Supplied passage:

════

Mechanically what it more accurately reflects is adopting a culture in adulthood and choosing to mimic them. They may find that flattering (or not), but it doesn't address how the character successfully convinced them to teach their secrets to an outsider.

It's more the 'elf-friend' trope that infested fantasy fiction for quite a while.


Yeah it's definitely disappointing that you can't really use it to reflect being adopted and raised by a different culture.

Lantern Lodge

I agree. It needs some tweaking. It is also a feat that literally has no benefit by itself. With the half-elf and half-orc hertiage feats, you at least gain two benefits from your parent race. It would stand to reason that taking this feat would at least give you one non-biological heritage feat. (The Adopted Trait from 1e gave you a free trait from your adopted race.) A human raised by halflings could have some of their luck rubbed off on her. A dwarf raised by gnomes might have picked up an animal friend that has followed him into his adulthood. Picking these abilities up at 5th level seems empty and you have to spend an additional general feat to gain access to an ability that is mostly for flavor and story.

════

Supplied records:
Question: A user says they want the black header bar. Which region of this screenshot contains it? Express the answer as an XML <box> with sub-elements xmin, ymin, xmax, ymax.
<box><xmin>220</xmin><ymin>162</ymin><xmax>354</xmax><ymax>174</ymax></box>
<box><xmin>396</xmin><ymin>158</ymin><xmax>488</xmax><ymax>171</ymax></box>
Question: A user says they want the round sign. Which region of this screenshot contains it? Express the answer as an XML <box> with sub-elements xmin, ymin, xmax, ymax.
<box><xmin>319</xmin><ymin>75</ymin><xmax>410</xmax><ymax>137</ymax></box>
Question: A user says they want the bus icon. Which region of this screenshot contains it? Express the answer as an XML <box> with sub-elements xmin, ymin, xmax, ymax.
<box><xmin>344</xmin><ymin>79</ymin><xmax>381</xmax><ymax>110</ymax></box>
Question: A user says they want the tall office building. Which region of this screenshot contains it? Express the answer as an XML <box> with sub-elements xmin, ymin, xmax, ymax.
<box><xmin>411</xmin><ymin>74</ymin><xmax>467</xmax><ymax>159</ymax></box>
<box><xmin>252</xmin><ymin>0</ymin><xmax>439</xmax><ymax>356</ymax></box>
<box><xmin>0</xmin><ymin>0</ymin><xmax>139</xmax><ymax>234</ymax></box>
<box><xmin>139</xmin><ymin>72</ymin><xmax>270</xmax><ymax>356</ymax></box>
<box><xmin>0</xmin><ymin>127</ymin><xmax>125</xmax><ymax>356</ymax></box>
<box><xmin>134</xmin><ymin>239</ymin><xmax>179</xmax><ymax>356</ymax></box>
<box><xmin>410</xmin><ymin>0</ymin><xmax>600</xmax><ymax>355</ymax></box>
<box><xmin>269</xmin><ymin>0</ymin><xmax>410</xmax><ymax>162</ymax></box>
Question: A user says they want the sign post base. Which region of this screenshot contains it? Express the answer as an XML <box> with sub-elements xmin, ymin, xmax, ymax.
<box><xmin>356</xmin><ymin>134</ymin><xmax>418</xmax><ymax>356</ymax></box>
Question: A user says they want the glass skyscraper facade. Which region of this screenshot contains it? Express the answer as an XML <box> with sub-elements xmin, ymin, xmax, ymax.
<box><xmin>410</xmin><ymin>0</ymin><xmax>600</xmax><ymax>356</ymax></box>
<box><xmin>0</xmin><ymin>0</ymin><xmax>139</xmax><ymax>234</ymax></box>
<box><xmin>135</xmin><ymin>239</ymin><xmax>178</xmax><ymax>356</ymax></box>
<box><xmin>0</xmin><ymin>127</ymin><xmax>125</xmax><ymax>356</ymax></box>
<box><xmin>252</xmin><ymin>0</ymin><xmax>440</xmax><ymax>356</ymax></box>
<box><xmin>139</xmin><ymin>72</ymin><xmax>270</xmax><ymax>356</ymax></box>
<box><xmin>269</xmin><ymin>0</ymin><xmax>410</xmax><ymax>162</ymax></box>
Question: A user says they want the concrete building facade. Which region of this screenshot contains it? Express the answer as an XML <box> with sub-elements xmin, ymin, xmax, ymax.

════

Problems to solve:
**A)** In the feat discussion, please rewrite the paragraph beginning "I agree. It needs some tweaking." as a short bulleted list that keeps its main points.
**B)** Answer these from the feat discussion, one per line:
(i) Which trope is said to have infested fantasy fiction for quite a while?
(ii) What did the Adopted Trait from 1e give?
(iii) How many benefits from the parent race do the half-elf and half-orc heritage feats give?
**C)** Carry on the feat discussion from its last sentence.
The items have nothing to do with what is asked here.

Answer list:
**A)**
- The feat needs some tweaking.
- On its own, it gives no benefit at all.
- The half-elf and half-orc heritage feats at least give two benefits from the parent race.
- This feat should give at least one non-biological heritage feat, as the 1e Adopted Trait gave a free trait from the adopted race.
- Examples: a human raised by halflings could gain some of their luck, and a dwarf raised by gnomes might have an animal friend that followed him into adulthood.
- Getting these abilities at 5th level feels empty, and an extra general feat must be spent for an ability that is mostly flavor and story.

**B)**
(i) The "elf-friend" trope.
(ii) A free trait from the adopted race.
(iii) Two.

**C)**
Bottom line, this feat should be a Heritage Feat that any race can take in addition to giving you access to the heritage feats, it should give you the language of your adopted race (the obvious one) and maybe also trained in one related skill, kind of like how Half-Elf and Half-Orc Heritage Feats are set up. Otherwise, I think they should just give you a free Heritage feat from your adopted race right off the bat. Otherwise, what is the point?


Pathfinder Rulebook Subscriber

My personal opinion is take it out entirely. Not counting the half-orc/half-elf situation, this shouldn't be an option. Once you pick your race/ancestry/heritage/whatever there should be consequences. Instead, make each race/ancestry/heritage/whatever unique enough in their own form to avoid fishing into other abilities/feats/powers/whatever_it_is_called.